#### Goal:
Rewrite the records from the line containing "Please trace the outline of every instance of the white" through the end of the records, replacing "white tent fabric" with "canvas tent fabric" and leaving everything else unchanged.

-=-=-

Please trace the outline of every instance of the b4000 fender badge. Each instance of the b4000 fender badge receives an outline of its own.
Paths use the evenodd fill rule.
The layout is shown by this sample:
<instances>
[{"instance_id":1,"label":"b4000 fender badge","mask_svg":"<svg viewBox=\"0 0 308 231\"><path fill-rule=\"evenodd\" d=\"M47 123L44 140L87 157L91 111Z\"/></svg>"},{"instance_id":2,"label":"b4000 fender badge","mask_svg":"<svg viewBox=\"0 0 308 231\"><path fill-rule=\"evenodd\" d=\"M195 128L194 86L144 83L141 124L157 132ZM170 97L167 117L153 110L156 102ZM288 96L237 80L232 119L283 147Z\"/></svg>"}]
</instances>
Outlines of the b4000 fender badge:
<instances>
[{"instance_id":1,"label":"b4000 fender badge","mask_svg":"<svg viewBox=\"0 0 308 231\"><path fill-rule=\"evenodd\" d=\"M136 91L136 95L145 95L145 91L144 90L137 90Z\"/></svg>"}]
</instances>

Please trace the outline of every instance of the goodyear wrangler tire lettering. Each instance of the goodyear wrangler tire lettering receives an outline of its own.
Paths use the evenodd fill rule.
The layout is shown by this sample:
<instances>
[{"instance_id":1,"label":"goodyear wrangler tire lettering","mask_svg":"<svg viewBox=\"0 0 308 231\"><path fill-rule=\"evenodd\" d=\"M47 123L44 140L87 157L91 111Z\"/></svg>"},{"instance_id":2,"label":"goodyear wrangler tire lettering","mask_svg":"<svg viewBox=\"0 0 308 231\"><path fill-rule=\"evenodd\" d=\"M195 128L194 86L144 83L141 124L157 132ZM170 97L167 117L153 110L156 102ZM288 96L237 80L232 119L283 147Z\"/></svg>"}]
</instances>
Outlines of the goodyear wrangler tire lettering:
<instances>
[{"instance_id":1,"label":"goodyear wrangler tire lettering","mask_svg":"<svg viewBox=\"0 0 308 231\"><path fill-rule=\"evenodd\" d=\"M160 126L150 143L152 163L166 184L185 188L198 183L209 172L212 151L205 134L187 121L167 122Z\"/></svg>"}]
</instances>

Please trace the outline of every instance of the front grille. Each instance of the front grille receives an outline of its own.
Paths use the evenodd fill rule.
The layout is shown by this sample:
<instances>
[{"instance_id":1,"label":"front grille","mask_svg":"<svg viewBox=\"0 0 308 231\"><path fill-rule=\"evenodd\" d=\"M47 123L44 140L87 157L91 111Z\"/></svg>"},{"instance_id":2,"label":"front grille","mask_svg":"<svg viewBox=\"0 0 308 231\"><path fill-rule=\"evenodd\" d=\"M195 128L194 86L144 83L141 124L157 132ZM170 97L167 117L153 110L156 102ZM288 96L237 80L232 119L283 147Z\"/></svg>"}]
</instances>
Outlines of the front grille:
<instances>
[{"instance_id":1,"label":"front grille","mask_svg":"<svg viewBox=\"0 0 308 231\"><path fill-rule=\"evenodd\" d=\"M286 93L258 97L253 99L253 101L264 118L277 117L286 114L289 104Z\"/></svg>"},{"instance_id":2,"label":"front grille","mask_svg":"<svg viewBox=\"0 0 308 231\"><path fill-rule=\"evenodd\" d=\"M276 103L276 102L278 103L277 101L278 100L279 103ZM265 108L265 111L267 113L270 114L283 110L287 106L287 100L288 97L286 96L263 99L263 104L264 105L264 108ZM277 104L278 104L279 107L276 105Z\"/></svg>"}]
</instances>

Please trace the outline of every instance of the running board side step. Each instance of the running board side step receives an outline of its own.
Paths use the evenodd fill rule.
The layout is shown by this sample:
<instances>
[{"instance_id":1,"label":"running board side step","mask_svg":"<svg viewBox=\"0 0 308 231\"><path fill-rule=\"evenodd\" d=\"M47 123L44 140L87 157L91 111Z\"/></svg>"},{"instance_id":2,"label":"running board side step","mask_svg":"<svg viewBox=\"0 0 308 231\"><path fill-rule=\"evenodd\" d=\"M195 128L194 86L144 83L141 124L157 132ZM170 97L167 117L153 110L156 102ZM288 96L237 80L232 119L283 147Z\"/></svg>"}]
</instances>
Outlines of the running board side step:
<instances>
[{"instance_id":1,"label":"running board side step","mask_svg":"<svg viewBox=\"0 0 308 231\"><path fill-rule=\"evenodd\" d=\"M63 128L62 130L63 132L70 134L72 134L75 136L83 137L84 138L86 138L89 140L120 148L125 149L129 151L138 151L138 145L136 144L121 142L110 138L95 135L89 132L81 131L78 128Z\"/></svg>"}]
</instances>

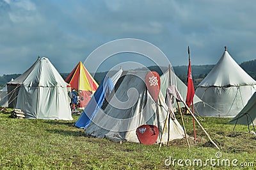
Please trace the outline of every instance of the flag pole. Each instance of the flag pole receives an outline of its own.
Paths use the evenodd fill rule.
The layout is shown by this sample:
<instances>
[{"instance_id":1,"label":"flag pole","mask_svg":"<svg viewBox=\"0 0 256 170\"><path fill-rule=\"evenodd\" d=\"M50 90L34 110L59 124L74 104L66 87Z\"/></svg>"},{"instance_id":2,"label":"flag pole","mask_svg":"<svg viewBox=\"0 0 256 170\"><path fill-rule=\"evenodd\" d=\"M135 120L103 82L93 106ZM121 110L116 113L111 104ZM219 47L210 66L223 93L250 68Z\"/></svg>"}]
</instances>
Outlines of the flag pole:
<instances>
[{"instance_id":1,"label":"flag pole","mask_svg":"<svg viewBox=\"0 0 256 170\"><path fill-rule=\"evenodd\" d=\"M188 61L189 64L190 63L190 51L189 51L189 46L188 46ZM193 107L193 100L192 100L192 114L194 114L194 107ZM193 128L194 130L194 139L195 141L196 141L196 128L195 128L195 118L194 117L193 118Z\"/></svg>"},{"instance_id":2,"label":"flag pole","mask_svg":"<svg viewBox=\"0 0 256 170\"><path fill-rule=\"evenodd\" d=\"M177 101L177 99L176 99L176 103L178 105L179 111L180 112L180 114L181 122L182 123L183 130L184 130L184 134L185 134L186 141L187 141L188 148L189 148L190 146L189 146L189 143L188 142L188 139L187 132L186 132L186 128L185 128L185 125L184 125L184 123L182 112L181 112L180 104L179 104L179 102Z\"/></svg>"}]
</instances>

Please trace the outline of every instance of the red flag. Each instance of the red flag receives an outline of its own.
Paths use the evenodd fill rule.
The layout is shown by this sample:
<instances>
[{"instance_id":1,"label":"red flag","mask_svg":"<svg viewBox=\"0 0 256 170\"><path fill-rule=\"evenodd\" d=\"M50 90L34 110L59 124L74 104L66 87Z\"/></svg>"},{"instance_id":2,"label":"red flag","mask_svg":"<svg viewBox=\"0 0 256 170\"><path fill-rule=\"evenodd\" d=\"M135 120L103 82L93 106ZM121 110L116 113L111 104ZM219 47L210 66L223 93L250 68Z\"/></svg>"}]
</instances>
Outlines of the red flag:
<instances>
[{"instance_id":1,"label":"red flag","mask_svg":"<svg viewBox=\"0 0 256 170\"><path fill-rule=\"evenodd\" d=\"M189 59L188 70L188 91L187 98L186 98L186 104L188 107L192 103L193 98L195 95L194 84L193 84L193 78L191 73L191 66L190 65L190 58Z\"/></svg>"}]
</instances>

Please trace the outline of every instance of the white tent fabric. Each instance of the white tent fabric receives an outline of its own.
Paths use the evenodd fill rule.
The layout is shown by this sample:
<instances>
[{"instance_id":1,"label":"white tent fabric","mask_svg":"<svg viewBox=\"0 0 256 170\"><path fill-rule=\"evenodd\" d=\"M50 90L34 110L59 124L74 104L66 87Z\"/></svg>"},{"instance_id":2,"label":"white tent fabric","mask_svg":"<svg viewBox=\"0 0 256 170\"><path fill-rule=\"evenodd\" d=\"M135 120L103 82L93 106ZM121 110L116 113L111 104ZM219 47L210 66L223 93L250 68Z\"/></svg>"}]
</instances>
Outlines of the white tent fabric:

-=-=-

#### Output of the exercise:
Please trace the outline of every instance of the canvas tent fabric. Each instance of the canvas tent fabric receives an outline of its own.
Paths use the evenodd fill rule.
The layout is shown by this sample:
<instances>
[{"instance_id":1,"label":"canvas tent fabric","mask_svg":"<svg viewBox=\"0 0 256 170\"><path fill-rule=\"evenodd\" d=\"M50 90L34 110L59 124L74 104L66 87Z\"/></svg>"},{"instance_id":2,"label":"canvas tent fabric","mask_svg":"<svg viewBox=\"0 0 256 170\"><path fill-rule=\"evenodd\" d=\"M135 120L103 82L93 106ZM121 110L116 113L111 104ZM219 47L210 66L223 93L250 68Z\"/></svg>"}]
</instances>
Outlines of the canvas tent fabric:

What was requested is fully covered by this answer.